Labeling and segmentation listing:
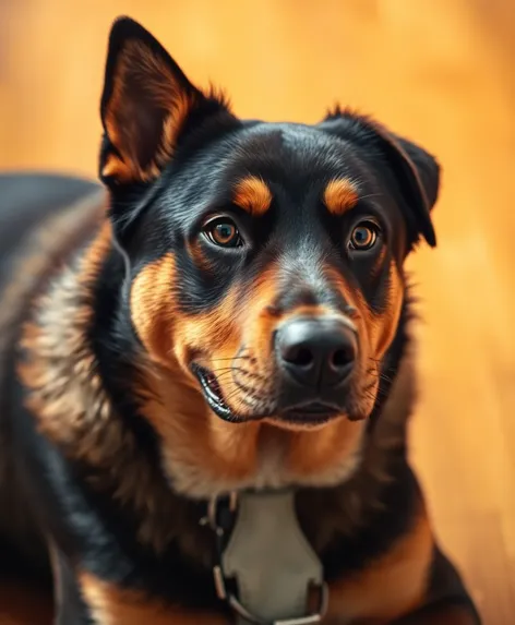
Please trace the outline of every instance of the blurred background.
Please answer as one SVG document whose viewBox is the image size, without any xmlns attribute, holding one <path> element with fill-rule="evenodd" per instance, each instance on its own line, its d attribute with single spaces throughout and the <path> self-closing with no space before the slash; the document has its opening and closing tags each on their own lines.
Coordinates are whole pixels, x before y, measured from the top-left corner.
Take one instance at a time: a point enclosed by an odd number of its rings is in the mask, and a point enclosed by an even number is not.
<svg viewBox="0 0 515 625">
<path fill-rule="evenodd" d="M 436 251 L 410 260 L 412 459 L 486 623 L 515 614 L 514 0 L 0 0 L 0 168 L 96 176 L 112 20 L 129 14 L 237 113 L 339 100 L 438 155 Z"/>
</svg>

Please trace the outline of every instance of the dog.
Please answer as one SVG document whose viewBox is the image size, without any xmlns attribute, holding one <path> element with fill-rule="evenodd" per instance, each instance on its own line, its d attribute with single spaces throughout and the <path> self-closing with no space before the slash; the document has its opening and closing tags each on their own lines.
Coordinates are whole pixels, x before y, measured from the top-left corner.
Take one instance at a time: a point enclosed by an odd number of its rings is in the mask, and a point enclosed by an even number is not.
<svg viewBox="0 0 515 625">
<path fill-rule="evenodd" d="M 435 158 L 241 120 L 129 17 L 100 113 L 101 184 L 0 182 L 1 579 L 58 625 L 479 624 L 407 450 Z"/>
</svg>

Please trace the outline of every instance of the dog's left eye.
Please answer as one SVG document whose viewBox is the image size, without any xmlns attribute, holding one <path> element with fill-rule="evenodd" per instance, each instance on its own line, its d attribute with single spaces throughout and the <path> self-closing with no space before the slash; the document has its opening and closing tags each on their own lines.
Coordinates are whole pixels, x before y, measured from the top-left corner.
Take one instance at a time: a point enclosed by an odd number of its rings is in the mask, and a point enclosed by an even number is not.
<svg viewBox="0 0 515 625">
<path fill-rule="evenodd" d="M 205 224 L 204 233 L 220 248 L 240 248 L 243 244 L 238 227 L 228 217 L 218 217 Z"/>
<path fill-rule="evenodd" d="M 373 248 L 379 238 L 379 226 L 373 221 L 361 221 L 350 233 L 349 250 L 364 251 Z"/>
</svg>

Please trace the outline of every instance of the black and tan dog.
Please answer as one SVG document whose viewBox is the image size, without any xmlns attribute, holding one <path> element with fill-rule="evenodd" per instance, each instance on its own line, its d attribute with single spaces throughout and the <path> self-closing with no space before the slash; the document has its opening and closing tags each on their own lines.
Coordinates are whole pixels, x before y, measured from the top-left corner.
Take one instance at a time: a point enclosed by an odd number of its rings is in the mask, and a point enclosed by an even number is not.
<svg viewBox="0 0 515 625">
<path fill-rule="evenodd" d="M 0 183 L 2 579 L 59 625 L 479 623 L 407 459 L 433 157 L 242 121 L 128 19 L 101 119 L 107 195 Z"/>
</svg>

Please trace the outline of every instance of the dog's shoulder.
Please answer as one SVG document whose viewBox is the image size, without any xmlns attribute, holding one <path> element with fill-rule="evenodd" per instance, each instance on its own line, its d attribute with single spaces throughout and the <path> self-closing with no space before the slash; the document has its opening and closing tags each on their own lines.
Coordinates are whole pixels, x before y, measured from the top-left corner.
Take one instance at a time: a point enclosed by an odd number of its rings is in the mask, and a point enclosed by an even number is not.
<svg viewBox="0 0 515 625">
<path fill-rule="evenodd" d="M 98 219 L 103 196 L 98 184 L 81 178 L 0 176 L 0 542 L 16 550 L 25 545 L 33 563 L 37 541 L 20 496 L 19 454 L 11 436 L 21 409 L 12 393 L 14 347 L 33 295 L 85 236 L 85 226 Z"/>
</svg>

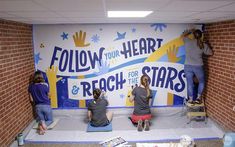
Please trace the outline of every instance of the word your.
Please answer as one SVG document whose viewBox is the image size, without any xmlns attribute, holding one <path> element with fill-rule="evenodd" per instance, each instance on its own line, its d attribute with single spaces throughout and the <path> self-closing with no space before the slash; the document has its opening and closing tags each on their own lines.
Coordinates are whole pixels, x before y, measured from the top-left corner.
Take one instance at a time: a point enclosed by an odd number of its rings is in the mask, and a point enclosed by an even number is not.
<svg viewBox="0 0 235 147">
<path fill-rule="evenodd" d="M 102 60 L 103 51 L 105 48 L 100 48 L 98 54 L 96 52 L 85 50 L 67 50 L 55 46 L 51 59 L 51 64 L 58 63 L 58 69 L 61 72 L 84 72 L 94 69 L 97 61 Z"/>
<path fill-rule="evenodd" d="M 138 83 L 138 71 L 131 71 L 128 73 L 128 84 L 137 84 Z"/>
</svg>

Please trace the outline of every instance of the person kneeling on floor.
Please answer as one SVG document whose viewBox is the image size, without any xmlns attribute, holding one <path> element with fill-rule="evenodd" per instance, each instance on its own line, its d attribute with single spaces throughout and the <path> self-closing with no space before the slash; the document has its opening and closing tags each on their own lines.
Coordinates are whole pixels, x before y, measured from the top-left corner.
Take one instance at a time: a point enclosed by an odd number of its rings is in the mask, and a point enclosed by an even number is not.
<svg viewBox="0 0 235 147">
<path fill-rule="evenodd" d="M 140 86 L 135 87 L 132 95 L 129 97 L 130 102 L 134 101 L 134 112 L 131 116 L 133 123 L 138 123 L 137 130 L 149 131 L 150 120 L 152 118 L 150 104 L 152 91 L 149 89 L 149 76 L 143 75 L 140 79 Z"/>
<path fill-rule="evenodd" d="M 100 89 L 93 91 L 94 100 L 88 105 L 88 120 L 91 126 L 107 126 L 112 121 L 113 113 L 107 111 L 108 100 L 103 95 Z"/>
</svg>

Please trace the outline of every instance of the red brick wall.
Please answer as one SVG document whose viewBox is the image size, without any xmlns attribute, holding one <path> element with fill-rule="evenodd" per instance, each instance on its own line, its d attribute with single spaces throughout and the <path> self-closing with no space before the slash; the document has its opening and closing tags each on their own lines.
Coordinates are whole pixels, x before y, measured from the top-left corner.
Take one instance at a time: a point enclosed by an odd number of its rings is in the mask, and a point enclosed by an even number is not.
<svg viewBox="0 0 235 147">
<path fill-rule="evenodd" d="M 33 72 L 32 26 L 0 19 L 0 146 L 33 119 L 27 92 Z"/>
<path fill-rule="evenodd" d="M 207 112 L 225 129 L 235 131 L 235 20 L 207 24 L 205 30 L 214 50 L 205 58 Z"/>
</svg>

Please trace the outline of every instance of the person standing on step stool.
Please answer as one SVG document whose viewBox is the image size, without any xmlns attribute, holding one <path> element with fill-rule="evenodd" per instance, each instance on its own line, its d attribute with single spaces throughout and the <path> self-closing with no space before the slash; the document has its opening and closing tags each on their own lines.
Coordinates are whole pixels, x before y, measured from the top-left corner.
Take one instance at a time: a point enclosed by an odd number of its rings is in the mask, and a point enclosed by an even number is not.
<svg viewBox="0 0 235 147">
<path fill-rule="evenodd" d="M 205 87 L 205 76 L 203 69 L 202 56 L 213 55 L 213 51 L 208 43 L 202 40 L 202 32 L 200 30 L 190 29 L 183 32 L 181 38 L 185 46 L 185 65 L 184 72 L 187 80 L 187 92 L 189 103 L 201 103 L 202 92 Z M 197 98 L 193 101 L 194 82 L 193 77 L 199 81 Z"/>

• _Task to complete_
Find every line in the listing above that contains the word "trace" and copy each one out. Case counts.

• _Response to this task_
Please trace the outline of every instance of the blurred background.
Please trace the outline of every instance of the dog.
Please trace the outline of every instance of the dog's left eye.
Please trace the outline of every instance of the black and tan dog.
Please trace the outline of every instance of the dog's shoulder.
Please trace the outline of every instance of the word your.
Please trace the outline of every instance of the person kneeling on floor.
Please trace the outline of every instance of the red brick wall.
Please trace the outline of every instance of the person standing on step stool.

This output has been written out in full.